Chronique du mille-pattes (4) Et bien, dansez maintenant ??? Première danse

Il est bien pratique d’être un mille-pattes : on peut lire en même temps toutes les feuilles de chou locales avant d’en faire son repas. C’est ainsi que passant de LS à la LB, j’ai découvert que Philippe de Woot, professeur émérite et ami des GP pour le climat (lire son témoignage de soutien ailleurs sur le site) avait été l’invité de la Libre du week-end (7/8 février 2015). Le thème de son message riche et complexe est « L’entreprise doit transformer sa créativité en progrès ». Les deux pages de texte méritent une lecture attentive. On y découvre un « angle d’attaque » plutôt rare chez les défenseurs de la planète et les inquiets du changement climatique.

_ _ _ _

**OBJECTIF DE LA TÂCHE:** Traduisez en anglais cette phrase de la chronique du mille-pattes : « Les deux pages de texte méritent une lecture attentive. » Appuyez-vous uniquement sur la chronique.

**EXTRAIT DE LISTE:**
_ _ _ _

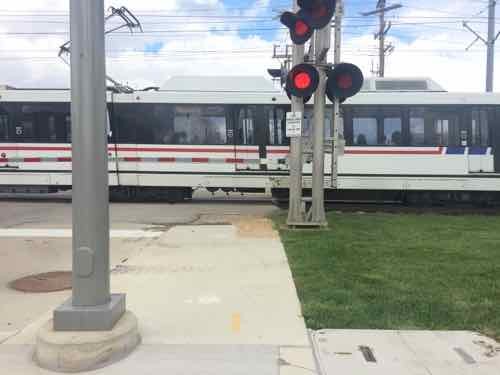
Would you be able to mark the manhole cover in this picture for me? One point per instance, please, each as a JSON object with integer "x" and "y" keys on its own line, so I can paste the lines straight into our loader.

_ _ _ _

**SOLUTION COMPLÈTE:** The two pages of text deserve a careful reading.